# Instruction
Pull out every line of the material below that contains the string "lamp", copying each one in full.
********
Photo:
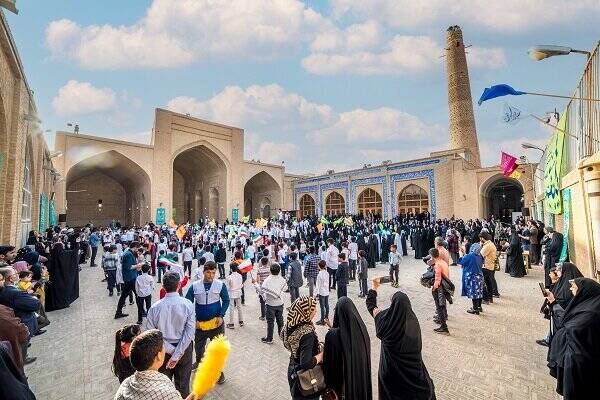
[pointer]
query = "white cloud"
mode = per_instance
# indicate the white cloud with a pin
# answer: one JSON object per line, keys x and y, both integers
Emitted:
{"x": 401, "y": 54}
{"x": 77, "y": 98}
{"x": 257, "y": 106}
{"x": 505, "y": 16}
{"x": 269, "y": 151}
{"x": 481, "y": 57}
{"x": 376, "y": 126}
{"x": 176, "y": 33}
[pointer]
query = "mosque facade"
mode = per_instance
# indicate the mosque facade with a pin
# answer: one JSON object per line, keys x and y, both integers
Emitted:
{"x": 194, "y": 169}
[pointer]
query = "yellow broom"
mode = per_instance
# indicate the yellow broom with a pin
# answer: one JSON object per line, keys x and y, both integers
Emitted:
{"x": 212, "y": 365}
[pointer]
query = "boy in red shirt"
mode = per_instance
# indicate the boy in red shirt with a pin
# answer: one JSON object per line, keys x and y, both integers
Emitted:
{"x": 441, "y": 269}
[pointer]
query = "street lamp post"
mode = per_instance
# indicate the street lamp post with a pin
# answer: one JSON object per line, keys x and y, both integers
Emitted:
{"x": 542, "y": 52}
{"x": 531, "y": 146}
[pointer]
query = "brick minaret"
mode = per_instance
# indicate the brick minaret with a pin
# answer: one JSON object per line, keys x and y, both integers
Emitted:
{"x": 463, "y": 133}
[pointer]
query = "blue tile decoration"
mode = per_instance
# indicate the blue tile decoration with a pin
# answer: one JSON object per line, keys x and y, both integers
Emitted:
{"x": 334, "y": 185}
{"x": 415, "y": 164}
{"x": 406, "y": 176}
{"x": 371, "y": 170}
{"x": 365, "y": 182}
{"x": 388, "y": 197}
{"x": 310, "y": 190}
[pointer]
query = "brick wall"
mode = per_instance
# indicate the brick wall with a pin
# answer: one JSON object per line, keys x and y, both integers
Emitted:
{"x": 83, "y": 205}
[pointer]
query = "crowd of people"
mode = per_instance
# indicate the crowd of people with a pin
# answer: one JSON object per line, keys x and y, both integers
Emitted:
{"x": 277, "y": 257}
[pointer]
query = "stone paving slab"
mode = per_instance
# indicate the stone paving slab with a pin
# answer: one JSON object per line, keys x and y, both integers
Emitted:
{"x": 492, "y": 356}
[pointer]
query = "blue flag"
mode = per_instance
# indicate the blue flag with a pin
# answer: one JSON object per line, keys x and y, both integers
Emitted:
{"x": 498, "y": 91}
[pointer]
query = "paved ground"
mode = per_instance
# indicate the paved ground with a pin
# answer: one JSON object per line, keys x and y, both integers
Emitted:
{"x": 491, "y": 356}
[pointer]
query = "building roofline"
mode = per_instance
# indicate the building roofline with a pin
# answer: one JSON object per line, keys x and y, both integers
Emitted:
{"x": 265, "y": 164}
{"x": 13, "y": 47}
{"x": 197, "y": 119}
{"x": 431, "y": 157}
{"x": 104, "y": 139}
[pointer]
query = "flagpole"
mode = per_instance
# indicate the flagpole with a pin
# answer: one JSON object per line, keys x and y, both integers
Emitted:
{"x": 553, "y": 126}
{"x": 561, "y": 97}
********
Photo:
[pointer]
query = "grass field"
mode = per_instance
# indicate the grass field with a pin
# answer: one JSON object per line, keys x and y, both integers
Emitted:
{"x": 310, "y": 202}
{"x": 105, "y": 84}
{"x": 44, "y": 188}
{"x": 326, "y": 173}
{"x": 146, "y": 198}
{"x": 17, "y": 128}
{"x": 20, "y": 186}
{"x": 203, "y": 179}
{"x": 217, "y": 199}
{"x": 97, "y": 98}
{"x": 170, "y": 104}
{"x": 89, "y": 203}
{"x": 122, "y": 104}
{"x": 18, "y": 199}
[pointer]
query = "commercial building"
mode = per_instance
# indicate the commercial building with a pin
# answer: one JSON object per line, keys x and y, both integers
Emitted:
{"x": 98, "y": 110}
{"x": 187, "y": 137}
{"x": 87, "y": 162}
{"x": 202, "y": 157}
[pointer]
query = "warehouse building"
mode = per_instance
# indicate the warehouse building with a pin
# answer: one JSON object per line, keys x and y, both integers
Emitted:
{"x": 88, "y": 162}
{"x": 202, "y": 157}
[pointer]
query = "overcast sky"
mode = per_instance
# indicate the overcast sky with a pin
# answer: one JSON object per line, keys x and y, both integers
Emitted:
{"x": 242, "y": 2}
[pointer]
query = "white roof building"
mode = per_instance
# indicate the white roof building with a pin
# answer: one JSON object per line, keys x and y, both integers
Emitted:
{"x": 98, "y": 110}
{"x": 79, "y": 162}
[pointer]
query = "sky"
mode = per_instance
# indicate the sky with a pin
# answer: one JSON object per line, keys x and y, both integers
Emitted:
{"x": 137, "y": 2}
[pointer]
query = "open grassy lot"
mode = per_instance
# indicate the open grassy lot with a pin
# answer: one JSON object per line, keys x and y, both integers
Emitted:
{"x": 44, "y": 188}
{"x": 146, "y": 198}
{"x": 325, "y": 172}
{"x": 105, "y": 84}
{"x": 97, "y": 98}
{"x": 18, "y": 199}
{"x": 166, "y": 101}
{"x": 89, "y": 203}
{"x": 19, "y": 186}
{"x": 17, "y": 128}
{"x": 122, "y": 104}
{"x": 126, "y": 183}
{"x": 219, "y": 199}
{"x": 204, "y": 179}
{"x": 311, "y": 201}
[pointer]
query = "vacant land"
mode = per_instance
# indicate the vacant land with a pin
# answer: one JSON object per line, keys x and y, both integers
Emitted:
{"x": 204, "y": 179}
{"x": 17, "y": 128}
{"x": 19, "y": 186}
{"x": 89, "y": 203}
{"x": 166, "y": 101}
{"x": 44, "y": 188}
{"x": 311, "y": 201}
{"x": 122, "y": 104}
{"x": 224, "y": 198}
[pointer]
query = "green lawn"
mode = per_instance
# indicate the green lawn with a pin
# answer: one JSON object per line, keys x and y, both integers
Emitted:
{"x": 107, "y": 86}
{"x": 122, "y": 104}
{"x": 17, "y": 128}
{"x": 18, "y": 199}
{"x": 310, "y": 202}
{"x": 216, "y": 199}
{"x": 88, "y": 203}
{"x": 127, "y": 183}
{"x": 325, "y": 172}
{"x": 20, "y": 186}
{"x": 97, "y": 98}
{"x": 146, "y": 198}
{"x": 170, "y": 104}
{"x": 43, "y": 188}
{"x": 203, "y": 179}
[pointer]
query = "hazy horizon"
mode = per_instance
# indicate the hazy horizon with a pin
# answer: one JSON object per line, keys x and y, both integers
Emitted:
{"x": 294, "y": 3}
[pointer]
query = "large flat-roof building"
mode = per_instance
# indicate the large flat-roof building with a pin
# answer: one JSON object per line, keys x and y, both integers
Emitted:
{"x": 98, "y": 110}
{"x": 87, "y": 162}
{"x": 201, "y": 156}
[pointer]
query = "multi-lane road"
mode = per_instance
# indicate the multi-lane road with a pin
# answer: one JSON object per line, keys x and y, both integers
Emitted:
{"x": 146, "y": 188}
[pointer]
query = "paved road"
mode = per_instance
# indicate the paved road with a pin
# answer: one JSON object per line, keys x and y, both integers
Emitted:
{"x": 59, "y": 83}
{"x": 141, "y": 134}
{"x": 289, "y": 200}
********
# The solution
query = "street lamp post"
# indicate the street lamp post with a pin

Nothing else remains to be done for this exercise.